= WHAT YOU WILL DO =
Your answer is a copy of every line in the records where "wearing" appears.

Records drawn from a dataset:
'''

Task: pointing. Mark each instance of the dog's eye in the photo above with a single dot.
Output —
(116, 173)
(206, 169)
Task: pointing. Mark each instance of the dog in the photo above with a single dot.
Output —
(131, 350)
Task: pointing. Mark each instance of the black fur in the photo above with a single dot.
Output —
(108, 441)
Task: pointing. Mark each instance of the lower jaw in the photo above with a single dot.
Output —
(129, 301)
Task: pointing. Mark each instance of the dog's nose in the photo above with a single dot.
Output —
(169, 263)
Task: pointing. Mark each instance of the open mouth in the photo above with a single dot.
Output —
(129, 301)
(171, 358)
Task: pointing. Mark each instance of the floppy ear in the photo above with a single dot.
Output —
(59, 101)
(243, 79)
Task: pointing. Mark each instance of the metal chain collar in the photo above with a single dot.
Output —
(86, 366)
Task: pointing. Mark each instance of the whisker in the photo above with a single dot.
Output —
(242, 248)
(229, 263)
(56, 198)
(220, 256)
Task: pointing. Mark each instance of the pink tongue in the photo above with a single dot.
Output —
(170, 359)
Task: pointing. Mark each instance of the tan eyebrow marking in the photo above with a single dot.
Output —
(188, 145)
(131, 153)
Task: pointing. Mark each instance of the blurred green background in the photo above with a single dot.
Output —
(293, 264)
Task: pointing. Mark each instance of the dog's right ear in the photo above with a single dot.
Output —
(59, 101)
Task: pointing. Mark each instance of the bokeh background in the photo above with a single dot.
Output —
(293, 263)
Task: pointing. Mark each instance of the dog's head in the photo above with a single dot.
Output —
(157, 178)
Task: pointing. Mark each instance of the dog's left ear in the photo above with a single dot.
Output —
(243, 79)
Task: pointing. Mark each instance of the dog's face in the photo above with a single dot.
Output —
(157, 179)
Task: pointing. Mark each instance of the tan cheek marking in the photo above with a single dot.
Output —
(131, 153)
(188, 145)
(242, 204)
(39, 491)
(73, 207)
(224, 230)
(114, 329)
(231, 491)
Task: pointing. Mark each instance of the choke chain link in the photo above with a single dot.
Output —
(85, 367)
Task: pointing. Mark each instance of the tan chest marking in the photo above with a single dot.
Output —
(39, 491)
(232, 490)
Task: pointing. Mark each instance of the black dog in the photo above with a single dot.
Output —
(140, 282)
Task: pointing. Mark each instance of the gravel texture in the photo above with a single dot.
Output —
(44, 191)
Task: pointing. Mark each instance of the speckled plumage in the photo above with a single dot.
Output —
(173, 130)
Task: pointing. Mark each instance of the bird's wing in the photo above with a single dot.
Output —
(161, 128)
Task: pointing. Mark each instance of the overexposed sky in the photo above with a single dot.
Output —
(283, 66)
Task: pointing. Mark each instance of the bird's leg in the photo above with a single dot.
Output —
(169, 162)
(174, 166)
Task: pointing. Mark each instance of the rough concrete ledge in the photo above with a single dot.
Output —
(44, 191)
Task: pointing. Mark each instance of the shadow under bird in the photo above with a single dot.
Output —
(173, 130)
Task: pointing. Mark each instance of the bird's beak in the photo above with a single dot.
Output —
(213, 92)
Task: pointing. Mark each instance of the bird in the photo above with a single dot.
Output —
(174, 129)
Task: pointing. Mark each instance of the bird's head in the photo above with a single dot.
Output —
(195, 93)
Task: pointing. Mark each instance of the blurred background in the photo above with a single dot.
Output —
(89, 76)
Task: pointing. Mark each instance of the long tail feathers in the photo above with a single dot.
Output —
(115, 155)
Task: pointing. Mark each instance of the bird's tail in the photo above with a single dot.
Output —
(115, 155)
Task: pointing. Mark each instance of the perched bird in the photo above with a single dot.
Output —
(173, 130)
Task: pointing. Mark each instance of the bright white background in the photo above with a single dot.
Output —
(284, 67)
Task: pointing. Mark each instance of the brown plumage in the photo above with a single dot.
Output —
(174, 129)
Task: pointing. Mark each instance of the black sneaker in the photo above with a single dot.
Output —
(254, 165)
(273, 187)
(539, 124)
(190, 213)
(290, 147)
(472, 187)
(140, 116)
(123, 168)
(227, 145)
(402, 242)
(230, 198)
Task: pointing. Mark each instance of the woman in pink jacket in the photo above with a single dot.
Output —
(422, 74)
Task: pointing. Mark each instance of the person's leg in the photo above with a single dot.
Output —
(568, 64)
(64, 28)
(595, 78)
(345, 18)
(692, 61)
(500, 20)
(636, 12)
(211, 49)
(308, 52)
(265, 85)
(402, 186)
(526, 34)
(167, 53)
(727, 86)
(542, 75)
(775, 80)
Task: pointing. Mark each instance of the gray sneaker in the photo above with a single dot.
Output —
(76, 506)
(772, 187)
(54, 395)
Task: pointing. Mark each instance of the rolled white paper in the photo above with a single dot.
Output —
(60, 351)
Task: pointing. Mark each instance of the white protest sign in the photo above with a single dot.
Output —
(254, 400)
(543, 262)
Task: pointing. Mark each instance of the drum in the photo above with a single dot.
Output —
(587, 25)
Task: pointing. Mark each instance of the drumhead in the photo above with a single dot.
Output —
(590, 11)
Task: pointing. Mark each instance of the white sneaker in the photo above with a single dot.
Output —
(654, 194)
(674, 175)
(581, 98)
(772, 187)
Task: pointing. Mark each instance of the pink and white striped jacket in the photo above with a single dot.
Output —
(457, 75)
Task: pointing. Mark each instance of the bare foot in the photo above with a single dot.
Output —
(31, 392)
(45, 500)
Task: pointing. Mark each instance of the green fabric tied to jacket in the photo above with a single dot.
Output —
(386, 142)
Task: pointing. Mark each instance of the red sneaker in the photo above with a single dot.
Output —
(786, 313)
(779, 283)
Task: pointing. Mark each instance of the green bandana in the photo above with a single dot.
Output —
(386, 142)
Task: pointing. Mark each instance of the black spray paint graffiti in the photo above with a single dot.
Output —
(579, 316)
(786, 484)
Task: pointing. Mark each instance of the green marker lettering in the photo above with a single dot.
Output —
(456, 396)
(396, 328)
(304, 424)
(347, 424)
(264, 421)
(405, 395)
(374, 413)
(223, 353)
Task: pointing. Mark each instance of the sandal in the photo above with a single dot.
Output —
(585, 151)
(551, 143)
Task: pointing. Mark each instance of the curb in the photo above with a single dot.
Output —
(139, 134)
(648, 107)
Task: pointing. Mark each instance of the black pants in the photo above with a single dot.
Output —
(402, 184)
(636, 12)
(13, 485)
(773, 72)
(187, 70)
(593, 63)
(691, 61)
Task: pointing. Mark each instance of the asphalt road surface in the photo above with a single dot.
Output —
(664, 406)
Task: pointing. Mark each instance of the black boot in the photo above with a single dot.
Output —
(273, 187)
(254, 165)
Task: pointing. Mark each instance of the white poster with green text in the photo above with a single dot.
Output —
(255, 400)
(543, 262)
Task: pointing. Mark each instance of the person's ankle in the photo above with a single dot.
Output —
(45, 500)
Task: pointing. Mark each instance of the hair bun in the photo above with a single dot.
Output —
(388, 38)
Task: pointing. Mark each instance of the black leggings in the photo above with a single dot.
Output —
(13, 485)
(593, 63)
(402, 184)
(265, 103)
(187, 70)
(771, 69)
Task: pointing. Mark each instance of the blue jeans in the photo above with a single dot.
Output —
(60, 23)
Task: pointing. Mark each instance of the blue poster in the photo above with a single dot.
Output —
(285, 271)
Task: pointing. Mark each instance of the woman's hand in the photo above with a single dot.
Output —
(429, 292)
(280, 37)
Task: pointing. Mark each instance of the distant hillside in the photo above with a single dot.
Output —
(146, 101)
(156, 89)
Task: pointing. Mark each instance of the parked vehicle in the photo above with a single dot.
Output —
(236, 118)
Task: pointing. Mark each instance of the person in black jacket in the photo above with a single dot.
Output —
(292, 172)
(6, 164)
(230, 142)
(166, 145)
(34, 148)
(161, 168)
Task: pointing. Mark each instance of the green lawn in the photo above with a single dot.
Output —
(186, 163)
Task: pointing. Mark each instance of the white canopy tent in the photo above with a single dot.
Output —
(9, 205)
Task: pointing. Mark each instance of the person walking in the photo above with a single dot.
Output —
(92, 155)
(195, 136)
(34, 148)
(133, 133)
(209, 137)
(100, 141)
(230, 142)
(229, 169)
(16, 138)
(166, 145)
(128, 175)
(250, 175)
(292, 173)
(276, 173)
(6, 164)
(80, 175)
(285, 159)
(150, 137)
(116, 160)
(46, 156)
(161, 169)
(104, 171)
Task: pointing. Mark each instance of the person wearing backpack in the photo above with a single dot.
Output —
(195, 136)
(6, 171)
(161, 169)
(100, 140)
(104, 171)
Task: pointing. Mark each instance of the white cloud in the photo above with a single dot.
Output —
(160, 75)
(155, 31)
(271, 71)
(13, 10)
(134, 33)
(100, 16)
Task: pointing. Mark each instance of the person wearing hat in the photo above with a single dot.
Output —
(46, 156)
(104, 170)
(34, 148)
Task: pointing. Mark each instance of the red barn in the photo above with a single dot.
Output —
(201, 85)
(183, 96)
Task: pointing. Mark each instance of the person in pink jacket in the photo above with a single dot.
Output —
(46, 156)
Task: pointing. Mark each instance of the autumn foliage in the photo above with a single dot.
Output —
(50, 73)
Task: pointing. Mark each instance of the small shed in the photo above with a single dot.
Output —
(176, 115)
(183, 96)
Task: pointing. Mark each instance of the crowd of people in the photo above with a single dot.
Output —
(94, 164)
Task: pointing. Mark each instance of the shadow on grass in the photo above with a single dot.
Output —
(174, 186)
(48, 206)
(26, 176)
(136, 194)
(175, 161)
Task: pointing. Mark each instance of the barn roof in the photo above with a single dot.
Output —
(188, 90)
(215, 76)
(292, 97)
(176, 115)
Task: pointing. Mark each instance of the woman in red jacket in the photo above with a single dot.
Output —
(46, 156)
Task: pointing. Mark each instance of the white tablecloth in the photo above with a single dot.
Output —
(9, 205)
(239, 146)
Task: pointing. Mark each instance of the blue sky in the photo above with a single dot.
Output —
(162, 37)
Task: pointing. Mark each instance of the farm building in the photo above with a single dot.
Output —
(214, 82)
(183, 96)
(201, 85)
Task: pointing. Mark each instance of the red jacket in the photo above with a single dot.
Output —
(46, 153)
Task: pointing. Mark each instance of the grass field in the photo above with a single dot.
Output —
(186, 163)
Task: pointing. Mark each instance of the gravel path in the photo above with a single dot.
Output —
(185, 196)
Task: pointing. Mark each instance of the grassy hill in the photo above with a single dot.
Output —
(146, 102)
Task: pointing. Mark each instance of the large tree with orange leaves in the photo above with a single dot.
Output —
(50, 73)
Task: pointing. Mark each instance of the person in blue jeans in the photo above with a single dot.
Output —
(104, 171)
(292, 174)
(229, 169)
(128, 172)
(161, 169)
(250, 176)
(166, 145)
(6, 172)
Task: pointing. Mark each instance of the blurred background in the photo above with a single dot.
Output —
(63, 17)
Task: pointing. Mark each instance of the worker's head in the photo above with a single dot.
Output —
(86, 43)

'''

= RESPONSE =
Task: pointing. Mark each instance of the person wearing backpack in the photo above with a single dot.
Task: pointing. Mark each instance of the person wearing hat in the photo above with a single dot.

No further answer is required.